● 提示文章
/---

初期投資を抑えつつ、迅速にITシステムを展開できるSaaS。その一方で、システムを所有することが長い目で見るとコスト削減につながる場合もある。どちらに投資すべきか、その選択基準をヒト・モノ両面で定めよう。
情報処理システムの活用において、「所有から利用へ」といった流れが着実に進んでいることは確かなようである。情報処理システムも今後、電気・ガス・水道などといった社会インフラと同じような道筋をたどり、ユーザー企業は自社で情報処理システムをまったく所有しなくなるという見解さえある。だが一方で、ある程度長い目でトータルコストを見ると、「所有」の方が負担は少ないのではないかという声もある。「レンタカーは便利だが、毎日車に乗るのであれば自家用車を購入した方が安上がりである」という例えを耳にした方も少なくないだろう。

\---

● データ内容
/---

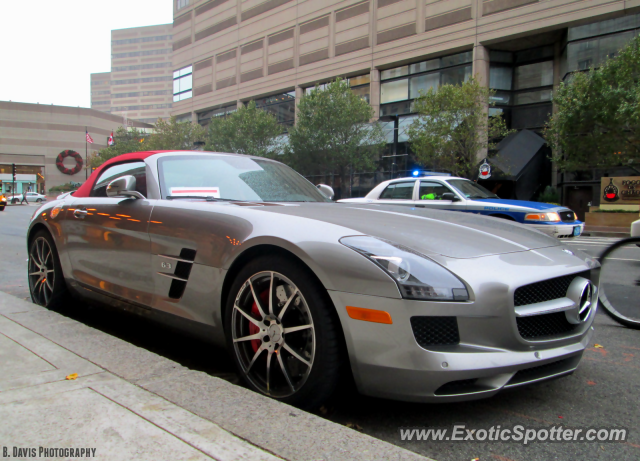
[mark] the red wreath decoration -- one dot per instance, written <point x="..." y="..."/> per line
<point x="69" y="153"/>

\---

● 課題概要
SaaSと所有の選択について論じた文章の続きを、最後の一文の後から書いてください。

● 回答
こうした疑問を明らかにするためには「所有から利用へ」という抽象論ではなく、社会インフラや車とは異なる情報システム固有の特性を踏まえることが重要だ。さらにユーザー企業が判断を下す場合には、自社固有の事情を組み入れる必要がある。
そこで今回は、ユーザー企業が「SaaS(Software as a Service)と自社内運用のどちらを選択すべきか?」を検討する際に役立つ考え方を解説する。
本題に入る前に、「SaaSとは何か?」をあらためて明確にしておく必要がある。一般にSaaSというと、従来のASPと対比する形で以下のように定義されることが多い。これを「狭義のSaaS定義」と呼ぶことにする。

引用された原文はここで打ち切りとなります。